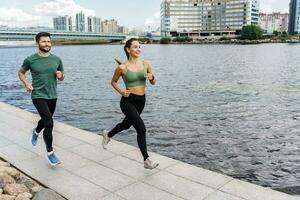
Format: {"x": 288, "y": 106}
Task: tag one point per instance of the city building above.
{"x": 62, "y": 23}
{"x": 109, "y": 26}
{"x": 81, "y": 22}
{"x": 123, "y": 29}
{"x": 207, "y": 17}
{"x": 294, "y": 20}
{"x": 94, "y": 24}
{"x": 274, "y": 22}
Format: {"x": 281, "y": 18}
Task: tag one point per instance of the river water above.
{"x": 228, "y": 108}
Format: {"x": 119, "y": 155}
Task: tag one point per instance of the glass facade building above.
{"x": 207, "y": 17}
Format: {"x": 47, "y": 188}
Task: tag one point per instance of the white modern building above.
{"x": 63, "y": 23}
{"x": 94, "y": 24}
{"x": 294, "y": 20}
{"x": 274, "y": 22}
{"x": 207, "y": 17}
{"x": 81, "y": 22}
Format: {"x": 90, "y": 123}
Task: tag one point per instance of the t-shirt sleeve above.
{"x": 26, "y": 64}
{"x": 60, "y": 66}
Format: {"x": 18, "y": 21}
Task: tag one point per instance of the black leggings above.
{"x": 132, "y": 106}
{"x": 46, "y": 108}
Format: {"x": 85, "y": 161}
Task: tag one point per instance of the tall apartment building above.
{"x": 207, "y": 17}
{"x": 94, "y": 24}
{"x": 274, "y": 22}
{"x": 123, "y": 29}
{"x": 63, "y": 23}
{"x": 81, "y": 22}
{"x": 110, "y": 26}
{"x": 294, "y": 20}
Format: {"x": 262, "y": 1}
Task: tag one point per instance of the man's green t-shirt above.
{"x": 43, "y": 72}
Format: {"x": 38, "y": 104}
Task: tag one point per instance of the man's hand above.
{"x": 28, "y": 87}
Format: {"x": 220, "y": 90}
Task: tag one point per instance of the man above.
{"x": 45, "y": 69}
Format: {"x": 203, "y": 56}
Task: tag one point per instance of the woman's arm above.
{"x": 151, "y": 77}
{"x": 114, "y": 81}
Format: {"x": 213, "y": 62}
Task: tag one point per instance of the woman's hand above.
{"x": 125, "y": 93}
{"x": 149, "y": 76}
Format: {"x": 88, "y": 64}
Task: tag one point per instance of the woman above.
{"x": 134, "y": 73}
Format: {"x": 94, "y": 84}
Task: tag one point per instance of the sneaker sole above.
{"x": 55, "y": 164}
{"x": 151, "y": 167}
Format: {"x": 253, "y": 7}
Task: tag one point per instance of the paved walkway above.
{"x": 88, "y": 172}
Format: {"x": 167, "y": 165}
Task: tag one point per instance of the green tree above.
{"x": 251, "y": 32}
{"x": 165, "y": 40}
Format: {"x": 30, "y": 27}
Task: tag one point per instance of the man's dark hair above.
{"x": 42, "y": 34}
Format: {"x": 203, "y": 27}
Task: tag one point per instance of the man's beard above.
{"x": 44, "y": 50}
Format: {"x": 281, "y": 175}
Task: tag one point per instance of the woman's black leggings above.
{"x": 132, "y": 106}
{"x": 46, "y": 108}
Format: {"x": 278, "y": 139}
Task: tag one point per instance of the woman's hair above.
{"x": 128, "y": 45}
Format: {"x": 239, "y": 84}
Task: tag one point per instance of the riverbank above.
{"x": 7, "y": 44}
{"x": 90, "y": 172}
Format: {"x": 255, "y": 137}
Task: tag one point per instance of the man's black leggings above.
{"x": 46, "y": 108}
{"x": 132, "y": 106}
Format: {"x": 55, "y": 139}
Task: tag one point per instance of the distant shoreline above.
{"x": 11, "y": 44}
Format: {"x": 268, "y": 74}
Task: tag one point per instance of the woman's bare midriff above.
{"x": 140, "y": 90}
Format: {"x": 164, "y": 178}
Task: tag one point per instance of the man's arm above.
{"x": 60, "y": 75}
{"x": 22, "y": 78}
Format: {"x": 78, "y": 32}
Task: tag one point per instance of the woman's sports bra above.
{"x": 134, "y": 79}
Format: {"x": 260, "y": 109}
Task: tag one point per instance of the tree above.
{"x": 165, "y": 40}
{"x": 251, "y": 32}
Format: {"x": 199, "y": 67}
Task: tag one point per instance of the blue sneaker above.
{"x": 53, "y": 160}
{"x": 34, "y": 137}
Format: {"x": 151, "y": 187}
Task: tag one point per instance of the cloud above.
{"x": 153, "y": 21}
{"x": 269, "y": 6}
{"x": 61, "y": 7}
{"x": 16, "y": 14}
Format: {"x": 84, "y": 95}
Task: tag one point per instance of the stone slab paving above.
{"x": 90, "y": 172}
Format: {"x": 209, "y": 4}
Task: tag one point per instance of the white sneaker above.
{"x": 149, "y": 164}
{"x": 105, "y": 139}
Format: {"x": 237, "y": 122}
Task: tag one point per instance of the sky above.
{"x": 129, "y": 13}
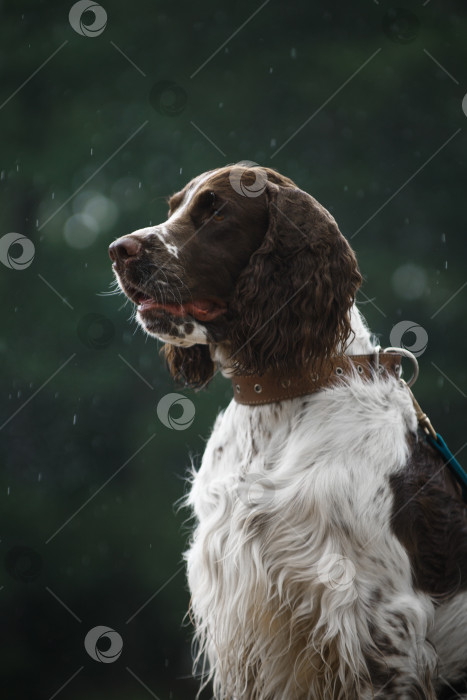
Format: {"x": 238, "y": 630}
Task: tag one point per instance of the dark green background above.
{"x": 369, "y": 136}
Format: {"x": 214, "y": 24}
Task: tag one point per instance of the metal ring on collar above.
{"x": 412, "y": 358}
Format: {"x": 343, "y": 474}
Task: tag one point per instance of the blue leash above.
{"x": 458, "y": 471}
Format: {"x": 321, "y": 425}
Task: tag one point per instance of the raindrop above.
{"x": 409, "y": 281}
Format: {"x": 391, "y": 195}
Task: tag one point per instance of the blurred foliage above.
{"x": 92, "y": 146}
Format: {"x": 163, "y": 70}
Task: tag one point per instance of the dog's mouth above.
{"x": 200, "y": 309}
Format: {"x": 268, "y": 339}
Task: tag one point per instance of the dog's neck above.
{"x": 360, "y": 343}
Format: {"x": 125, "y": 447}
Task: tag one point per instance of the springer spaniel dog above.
{"x": 329, "y": 556}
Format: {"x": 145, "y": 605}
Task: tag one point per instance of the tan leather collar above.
{"x": 256, "y": 390}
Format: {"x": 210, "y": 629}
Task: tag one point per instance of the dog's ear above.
{"x": 290, "y": 309}
{"x": 192, "y": 366}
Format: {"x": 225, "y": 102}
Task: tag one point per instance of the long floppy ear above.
{"x": 290, "y": 309}
{"x": 191, "y": 366}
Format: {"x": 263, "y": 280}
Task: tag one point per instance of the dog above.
{"x": 329, "y": 556}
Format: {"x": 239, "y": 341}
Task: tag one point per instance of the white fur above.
{"x": 292, "y": 543}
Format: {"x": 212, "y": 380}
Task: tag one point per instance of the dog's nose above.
{"x": 124, "y": 248}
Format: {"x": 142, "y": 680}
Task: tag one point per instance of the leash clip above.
{"x": 406, "y": 353}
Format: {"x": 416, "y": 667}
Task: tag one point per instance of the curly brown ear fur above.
{"x": 191, "y": 366}
{"x": 290, "y": 309}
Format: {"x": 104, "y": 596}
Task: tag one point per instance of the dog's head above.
{"x": 247, "y": 260}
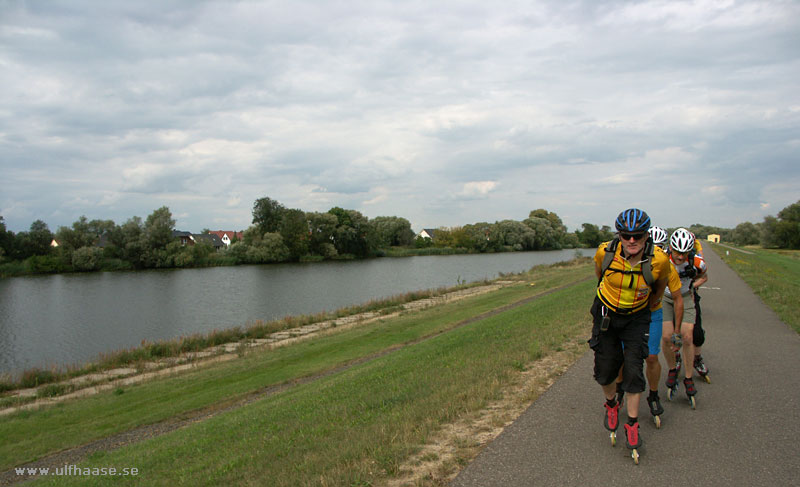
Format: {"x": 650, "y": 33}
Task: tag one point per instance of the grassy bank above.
{"x": 357, "y": 427}
{"x": 774, "y": 275}
{"x": 137, "y": 357}
{"x": 513, "y": 339}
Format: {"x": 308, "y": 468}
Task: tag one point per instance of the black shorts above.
{"x": 624, "y": 342}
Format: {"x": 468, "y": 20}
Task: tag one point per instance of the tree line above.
{"x": 281, "y": 234}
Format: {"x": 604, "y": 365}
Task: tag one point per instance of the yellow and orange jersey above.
{"x": 698, "y": 247}
{"x": 673, "y": 282}
{"x": 622, "y": 287}
{"x": 686, "y": 275}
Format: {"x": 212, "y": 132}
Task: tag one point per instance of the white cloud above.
{"x": 443, "y": 113}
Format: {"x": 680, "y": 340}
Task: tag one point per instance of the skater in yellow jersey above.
{"x": 691, "y": 269}
{"x": 631, "y": 280}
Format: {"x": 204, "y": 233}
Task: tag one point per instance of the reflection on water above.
{"x": 71, "y": 319}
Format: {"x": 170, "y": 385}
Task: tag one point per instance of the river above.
{"x": 65, "y": 319}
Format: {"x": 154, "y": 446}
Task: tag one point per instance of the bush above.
{"x": 44, "y": 264}
{"x": 87, "y": 259}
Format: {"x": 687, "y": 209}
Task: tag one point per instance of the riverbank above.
{"x": 774, "y": 275}
{"x": 349, "y": 407}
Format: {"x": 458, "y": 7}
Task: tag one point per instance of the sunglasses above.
{"x": 635, "y": 236}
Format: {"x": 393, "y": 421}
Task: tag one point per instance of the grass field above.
{"x": 355, "y": 427}
{"x": 774, "y": 275}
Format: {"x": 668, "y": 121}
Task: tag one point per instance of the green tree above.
{"x": 393, "y": 231}
{"x": 788, "y": 228}
{"x": 354, "y": 234}
{"x": 557, "y": 228}
{"x": 590, "y": 236}
{"x": 158, "y": 228}
{"x": 322, "y": 228}
{"x": 87, "y": 259}
{"x": 546, "y": 237}
{"x": 295, "y": 231}
{"x": 6, "y": 240}
{"x": 268, "y": 214}
{"x": 39, "y": 238}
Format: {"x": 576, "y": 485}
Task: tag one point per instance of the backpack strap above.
{"x": 647, "y": 265}
{"x": 610, "y": 251}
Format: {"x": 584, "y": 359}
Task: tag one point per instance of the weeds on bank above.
{"x": 774, "y": 275}
{"x": 32, "y": 434}
{"x": 149, "y": 351}
{"x": 359, "y": 426}
{"x": 137, "y": 357}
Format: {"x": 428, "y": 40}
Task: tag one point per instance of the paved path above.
{"x": 745, "y": 430}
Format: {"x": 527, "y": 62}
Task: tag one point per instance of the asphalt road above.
{"x": 744, "y": 432}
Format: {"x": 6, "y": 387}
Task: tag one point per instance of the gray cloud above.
{"x": 445, "y": 113}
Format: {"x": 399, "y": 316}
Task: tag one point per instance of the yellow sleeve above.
{"x": 600, "y": 254}
{"x": 698, "y": 246}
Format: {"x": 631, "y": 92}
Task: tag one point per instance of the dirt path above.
{"x": 743, "y": 432}
{"x": 75, "y": 455}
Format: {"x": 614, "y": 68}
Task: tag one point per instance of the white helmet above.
{"x": 681, "y": 240}
{"x": 659, "y": 236}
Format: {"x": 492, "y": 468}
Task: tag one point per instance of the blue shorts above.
{"x": 654, "y": 342}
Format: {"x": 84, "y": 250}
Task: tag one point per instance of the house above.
{"x": 227, "y": 236}
{"x": 211, "y": 239}
{"x": 188, "y": 238}
{"x": 185, "y": 237}
{"x": 427, "y": 233}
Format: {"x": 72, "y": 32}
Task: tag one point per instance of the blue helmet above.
{"x": 632, "y": 220}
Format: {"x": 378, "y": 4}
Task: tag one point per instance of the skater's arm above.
{"x": 677, "y": 306}
{"x": 657, "y": 293}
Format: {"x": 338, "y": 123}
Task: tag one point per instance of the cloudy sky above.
********************
* **THE TASK**
The requested output is the line holding "Task: tag one point per instance of the dirt" and every line after it up to the last line of the listing, exactly, with nothing else.

* **WRITTEN ANSWER**
Task: tag one point per instance of the dirt path above.
{"x": 743, "y": 432}
{"x": 75, "y": 455}
Format: {"x": 614, "y": 68}
Task: tag one point per instance of the white helmet above.
{"x": 681, "y": 240}
{"x": 659, "y": 236}
Format: {"x": 492, "y": 468}
Task: tag one point per instance of the blue shorts above.
{"x": 654, "y": 342}
Format: {"x": 84, "y": 250}
Task: tag one point per instance of the house above.
{"x": 227, "y": 236}
{"x": 211, "y": 239}
{"x": 188, "y": 238}
{"x": 185, "y": 237}
{"x": 427, "y": 233}
Format: {"x": 72, "y": 32}
Task: tag one point per instance of the blue helmet above.
{"x": 632, "y": 220}
Format: {"x": 378, "y": 4}
Task: tag one point per instance of the skater's arm above.
{"x": 677, "y": 306}
{"x": 657, "y": 293}
Format: {"x": 338, "y": 123}
Task: tag one point per instance of the cloudy sky above.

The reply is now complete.